### WHAT TO DO
Copy out every record that follows, word for word.

### INFORMATION GIVEN
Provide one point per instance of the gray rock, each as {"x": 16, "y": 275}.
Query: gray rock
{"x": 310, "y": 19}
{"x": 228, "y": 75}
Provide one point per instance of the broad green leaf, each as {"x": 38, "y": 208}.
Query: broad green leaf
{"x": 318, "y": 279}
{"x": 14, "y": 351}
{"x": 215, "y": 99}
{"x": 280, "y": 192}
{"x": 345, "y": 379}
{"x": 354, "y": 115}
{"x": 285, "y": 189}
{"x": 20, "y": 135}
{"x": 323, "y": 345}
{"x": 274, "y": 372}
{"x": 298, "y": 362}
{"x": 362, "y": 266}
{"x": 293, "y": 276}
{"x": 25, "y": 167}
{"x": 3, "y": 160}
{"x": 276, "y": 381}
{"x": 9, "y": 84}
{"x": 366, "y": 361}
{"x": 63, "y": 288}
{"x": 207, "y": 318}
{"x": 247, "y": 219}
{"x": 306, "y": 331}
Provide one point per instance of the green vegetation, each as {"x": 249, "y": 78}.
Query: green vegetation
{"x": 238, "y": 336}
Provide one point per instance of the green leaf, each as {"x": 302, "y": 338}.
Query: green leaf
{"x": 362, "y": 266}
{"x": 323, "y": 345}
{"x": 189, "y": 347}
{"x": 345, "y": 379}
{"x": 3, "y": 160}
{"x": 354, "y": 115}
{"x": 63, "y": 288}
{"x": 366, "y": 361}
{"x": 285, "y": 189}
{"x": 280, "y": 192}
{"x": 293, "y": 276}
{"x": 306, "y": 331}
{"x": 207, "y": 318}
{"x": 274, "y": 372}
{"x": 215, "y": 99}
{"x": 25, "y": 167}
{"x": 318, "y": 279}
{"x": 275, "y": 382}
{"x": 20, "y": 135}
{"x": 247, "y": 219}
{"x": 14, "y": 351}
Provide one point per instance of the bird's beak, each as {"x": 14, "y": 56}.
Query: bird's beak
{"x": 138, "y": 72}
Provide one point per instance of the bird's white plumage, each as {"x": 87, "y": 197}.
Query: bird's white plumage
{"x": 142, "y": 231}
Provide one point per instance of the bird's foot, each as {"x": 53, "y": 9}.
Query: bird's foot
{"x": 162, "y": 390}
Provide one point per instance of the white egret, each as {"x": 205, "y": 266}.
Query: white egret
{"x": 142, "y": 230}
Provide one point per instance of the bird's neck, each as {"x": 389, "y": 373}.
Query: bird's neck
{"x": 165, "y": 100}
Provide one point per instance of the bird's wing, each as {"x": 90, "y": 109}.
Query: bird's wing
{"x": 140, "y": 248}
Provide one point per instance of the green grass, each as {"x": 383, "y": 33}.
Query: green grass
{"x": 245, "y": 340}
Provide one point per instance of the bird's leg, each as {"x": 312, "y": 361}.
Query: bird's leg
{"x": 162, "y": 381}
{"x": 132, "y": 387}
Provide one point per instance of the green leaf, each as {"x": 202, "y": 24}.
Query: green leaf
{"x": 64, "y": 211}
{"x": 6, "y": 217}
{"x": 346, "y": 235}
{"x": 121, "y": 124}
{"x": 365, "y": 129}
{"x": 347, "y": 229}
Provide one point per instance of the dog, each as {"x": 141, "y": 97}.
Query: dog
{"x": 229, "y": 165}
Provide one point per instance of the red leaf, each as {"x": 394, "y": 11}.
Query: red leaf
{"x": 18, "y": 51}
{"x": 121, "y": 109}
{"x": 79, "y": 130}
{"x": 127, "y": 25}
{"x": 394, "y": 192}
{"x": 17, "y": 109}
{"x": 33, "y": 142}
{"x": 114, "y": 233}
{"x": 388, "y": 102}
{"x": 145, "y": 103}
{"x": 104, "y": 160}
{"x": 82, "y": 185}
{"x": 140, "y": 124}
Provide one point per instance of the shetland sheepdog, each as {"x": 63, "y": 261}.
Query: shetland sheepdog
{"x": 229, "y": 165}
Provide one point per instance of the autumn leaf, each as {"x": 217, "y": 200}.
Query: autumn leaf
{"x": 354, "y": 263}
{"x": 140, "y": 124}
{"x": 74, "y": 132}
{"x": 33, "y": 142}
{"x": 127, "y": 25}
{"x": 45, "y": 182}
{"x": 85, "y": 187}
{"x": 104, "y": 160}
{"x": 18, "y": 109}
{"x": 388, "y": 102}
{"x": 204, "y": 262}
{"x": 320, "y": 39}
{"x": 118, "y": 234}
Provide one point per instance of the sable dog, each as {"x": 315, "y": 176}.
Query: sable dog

### ANSWER BOX
Provide one point per instance of the gray rock, each as {"x": 16, "y": 275}.
Query: gray rock
{"x": 310, "y": 19}
{"x": 228, "y": 75}
Provide one point per instance of the broad green leaf, each as {"x": 38, "y": 208}.
Query: broad green leaf
{"x": 318, "y": 279}
{"x": 14, "y": 351}
{"x": 215, "y": 99}
{"x": 280, "y": 192}
{"x": 345, "y": 379}
{"x": 354, "y": 115}
{"x": 285, "y": 189}
{"x": 20, "y": 135}
{"x": 323, "y": 345}
{"x": 274, "y": 372}
{"x": 298, "y": 362}
{"x": 362, "y": 266}
{"x": 293, "y": 276}
{"x": 25, "y": 167}
{"x": 3, "y": 160}
{"x": 276, "y": 381}
{"x": 9, "y": 84}
{"x": 366, "y": 361}
{"x": 63, "y": 288}
{"x": 207, "y": 318}
{"x": 247, "y": 219}
{"x": 306, "y": 331}
Provide one point per instance of the green vegetation, each as {"x": 249, "y": 78}.
Query: green vegetation
{"x": 238, "y": 336}
Provide one point per instance of the green leaf, each as {"x": 302, "y": 338}.
Query: green leaf
{"x": 362, "y": 266}
{"x": 323, "y": 345}
{"x": 189, "y": 347}
{"x": 345, "y": 379}
{"x": 3, "y": 160}
{"x": 354, "y": 115}
{"x": 63, "y": 288}
{"x": 366, "y": 361}
{"x": 285, "y": 189}
{"x": 280, "y": 192}
{"x": 293, "y": 276}
{"x": 306, "y": 331}
{"x": 207, "y": 318}
{"x": 274, "y": 372}
{"x": 215, "y": 99}
{"x": 25, "y": 167}
{"x": 318, "y": 279}
{"x": 275, "y": 382}
{"x": 20, "y": 135}
{"x": 247, "y": 219}
{"x": 14, "y": 351}
Provide one point per instance of the bird's beak, each as {"x": 14, "y": 56}.
Query: bird's beak
{"x": 138, "y": 72}
Provide one point per instance of the bird's white plumage, each as {"x": 87, "y": 197}.
Query: bird's white plumage
{"x": 142, "y": 231}
Provide one point per instance of the bird's foot, each as {"x": 53, "y": 9}.
Query: bird's foot
{"x": 162, "y": 390}
Provide one point per instance of the white egret, each as {"x": 205, "y": 266}.
Query: white egret
{"x": 142, "y": 230}
Provide one point per instance of the bird's neck, each as {"x": 389, "y": 373}.
Query: bird's neck
{"x": 165, "y": 100}
Provide one point per instance of the bird's wing, each as {"x": 90, "y": 109}.
Query: bird's wing
{"x": 140, "y": 248}
Provide one point per instance of the green grass, each as {"x": 383, "y": 33}.
Query: green grass
{"x": 245, "y": 340}
Provide one point per instance of the bird's leg, each as {"x": 312, "y": 361}.
Query: bird's leg
{"x": 162, "y": 381}
{"x": 132, "y": 387}
Provide one point per instance of the green leaf, each as {"x": 202, "y": 24}.
Query: green leaf
{"x": 64, "y": 211}
{"x": 6, "y": 217}
{"x": 346, "y": 235}
{"x": 121, "y": 124}
{"x": 365, "y": 129}
{"x": 347, "y": 229}
Provide one point per instance of the dog, each as {"x": 141, "y": 97}.
Query: dog
{"x": 229, "y": 165}
Provide one point per instance of the red leaf, each as {"x": 394, "y": 11}.
Query: red leaf
{"x": 18, "y": 51}
{"x": 121, "y": 109}
{"x": 79, "y": 130}
{"x": 127, "y": 25}
{"x": 394, "y": 192}
{"x": 17, "y": 109}
{"x": 33, "y": 142}
{"x": 114, "y": 233}
{"x": 388, "y": 102}
{"x": 145, "y": 103}
{"x": 104, "y": 160}
{"x": 82, "y": 185}
{"x": 140, "y": 124}
Provide one point per instance of the shetland sheepdog, each as {"x": 63, "y": 261}.
Query: shetland sheepdog
{"x": 229, "y": 165}
Provide one point per instance of the autumn leaf, each as {"x": 217, "y": 200}.
Query: autumn leaf
{"x": 354, "y": 263}
{"x": 140, "y": 124}
{"x": 74, "y": 132}
{"x": 33, "y": 142}
{"x": 127, "y": 25}
{"x": 45, "y": 182}
{"x": 85, "y": 187}
{"x": 104, "y": 160}
{"x": 18, "y": 109}
{"x": 388, "y": 102}
{"x": 204, "y": 262}
{"x": 320, "y": 39}
{"x": 118, "y": 234}
Provide one point per instance of the sable dog, each as {"x": 315, "y": 176}.
Query: sable dog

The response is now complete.